━━━ Items

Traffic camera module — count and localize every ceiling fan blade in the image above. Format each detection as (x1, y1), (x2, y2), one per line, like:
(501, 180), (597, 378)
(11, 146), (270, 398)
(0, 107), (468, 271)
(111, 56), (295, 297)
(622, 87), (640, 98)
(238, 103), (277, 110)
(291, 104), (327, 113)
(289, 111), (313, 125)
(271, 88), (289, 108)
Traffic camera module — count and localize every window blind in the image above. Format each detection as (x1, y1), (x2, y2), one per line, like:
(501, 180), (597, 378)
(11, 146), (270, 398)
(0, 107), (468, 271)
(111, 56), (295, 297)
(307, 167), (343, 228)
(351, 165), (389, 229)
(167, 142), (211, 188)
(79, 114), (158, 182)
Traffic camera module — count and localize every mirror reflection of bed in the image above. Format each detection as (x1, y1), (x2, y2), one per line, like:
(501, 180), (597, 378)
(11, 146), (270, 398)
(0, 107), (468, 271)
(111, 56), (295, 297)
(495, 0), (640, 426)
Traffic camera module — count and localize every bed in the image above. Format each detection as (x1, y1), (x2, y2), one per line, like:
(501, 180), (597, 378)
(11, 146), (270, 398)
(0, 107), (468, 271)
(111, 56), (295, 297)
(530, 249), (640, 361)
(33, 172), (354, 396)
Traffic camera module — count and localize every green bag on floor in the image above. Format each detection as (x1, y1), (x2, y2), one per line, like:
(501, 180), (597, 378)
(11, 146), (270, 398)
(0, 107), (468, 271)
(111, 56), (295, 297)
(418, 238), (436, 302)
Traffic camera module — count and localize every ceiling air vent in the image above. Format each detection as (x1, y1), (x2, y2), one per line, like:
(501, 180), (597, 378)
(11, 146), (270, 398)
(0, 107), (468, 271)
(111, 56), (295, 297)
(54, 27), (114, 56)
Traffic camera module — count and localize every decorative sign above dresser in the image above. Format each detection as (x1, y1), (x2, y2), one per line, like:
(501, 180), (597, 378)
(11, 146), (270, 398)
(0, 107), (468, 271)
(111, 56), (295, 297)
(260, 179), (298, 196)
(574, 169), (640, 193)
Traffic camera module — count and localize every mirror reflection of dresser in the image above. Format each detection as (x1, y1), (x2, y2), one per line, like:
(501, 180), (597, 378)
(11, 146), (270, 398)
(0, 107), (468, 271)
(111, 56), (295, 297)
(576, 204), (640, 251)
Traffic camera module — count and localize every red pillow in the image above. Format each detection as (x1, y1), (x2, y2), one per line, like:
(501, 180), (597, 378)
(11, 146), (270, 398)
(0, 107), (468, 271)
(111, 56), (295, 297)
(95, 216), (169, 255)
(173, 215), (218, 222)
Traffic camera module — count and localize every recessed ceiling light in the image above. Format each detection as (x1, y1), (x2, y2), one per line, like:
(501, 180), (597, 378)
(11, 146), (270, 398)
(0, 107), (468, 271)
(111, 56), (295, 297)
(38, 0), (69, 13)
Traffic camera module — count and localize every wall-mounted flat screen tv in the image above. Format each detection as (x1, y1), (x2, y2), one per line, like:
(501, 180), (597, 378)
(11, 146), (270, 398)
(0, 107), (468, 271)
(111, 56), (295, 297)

━━━━━━

Brief — Retype all of the material above word for word, keeping every line in its original order.

Answer in full —
Traffic camera module — count and localize every ceiling fan blade in the image above. Format each detection as (x1, y1), (x2, y2), one per line, like:
(501, 180), (597, 378)
(11, 146), (270, 398)
(0, 107), (468, 271)
(111, 56), (295, 297)
(622, 87), (640, 98)
(238, 103), (277, 110)
(291, 104), (327, 113)
(289, 111), (313, 125)
(271, 88), (289, 108)
Traffic camera module — count and localize every window blind in the image above. Format each detection as (x1, y1), (x2, y2), one per line, like:
(501, 180), (597, 378)
(11, 146), (270, 398)
(0, 107), (468, 271)
(111, 56), (295, 297)
(307, 167), (343, 228)
(351, 165), (389, 229)
(167, 142), (211, 188)
(79, 114), (158, 182)
Traffic camera module — count and localize every mirror reflection of bed in the image above. Format each detection as (x1, y1), (x2, y2), one per line, like:
(501, 180), (597, 378)
(11, 146), (270, 398)
(0, 107), (468, 271)
(111, 56), (295, 297)
(495, 0), (640, 426)
Traffic camera module — count and localize every bed in the image above. Format each detection as (x1, y1), (x2, y2), one per line, like:
(501, 180), (597, 378)
(11, 146), (270, 398)
(0, 107), (468, 271)
(111, 56), (295, 297)
(530, 249), (640, 361)
(33, 172), (354, 396)
Traffic camera module — count and localize every green bag on floor in the image above. Format each detection as (x1, y1), (x2, y2), one per line, like:
(501, 180), (597, 378)
(11, 146), (270, 398)
(0, 107), (468, 271)
(111, 56), (295, 297)
(418, 238), (436, 302)
Traffic camera module — count and localize every ceiling air vent in the image above. Format each detection as (x1, y1), (x2, y2), one per line, like:
(501, 180), (597, 378)
(11, 146), (270, 398)
(0, 107), (468, 271)
(111, 56), (295, 297)
(54, 27), (114, 56)
Traffic camera module — count and localize every decorative sign above dresser in the image above. Format each detection as (x1, y1), (x2, y2), one per line, like:
(501, 180), (597, 378)
(11, 146), (270, 398)
(0, 107), (468, 271)
(111, 56), (295, 297)
(260, 179), (298, 196)
(574, 169), (640, 193)
Traffic camera module — count and localize every mirror reflection of dresser in the image above. Format each detection as (x1, y1), (x2, y2), one per line, like:
(501, 180), (597, 378)
(11, 146), (270, 398)
(0, 107), (468, 271)
(111, 56), (295, 297)
(576, 204), (640, 251)
Traffic camera module — count and localize every red pillow in the image above. Format each detection as (x1, y1), (x2, y2), one per line, like:
(501, 180), (597, 378)
(11, 146), (270, 398)
(0, 107), (468, 271)
(111, 56), (295, 297)
(95, 216), (169, 255)
(173, 215), (218, 222)
Traffic camera module — count and localize every recessed ceiling light in the image above. Format each detection as (x1, y1), (x2, y2), one per line, like:
(501, 180), (597, 378)
(11, 146), (270, 398)
(0, 107), (468, 271)
(111, 56), (295, 297)
(38, 0), (69, 13)
Traffic camera module — count and localize every wall-mounted flat screen tv in the image above. Format each detection as (x1, y1), (x2, y2), one per line, like:
(501, 180), (597, 378)
(11, 146), (270, 398)
(0, 107), (468, 271)
(111, 56), (295, 297)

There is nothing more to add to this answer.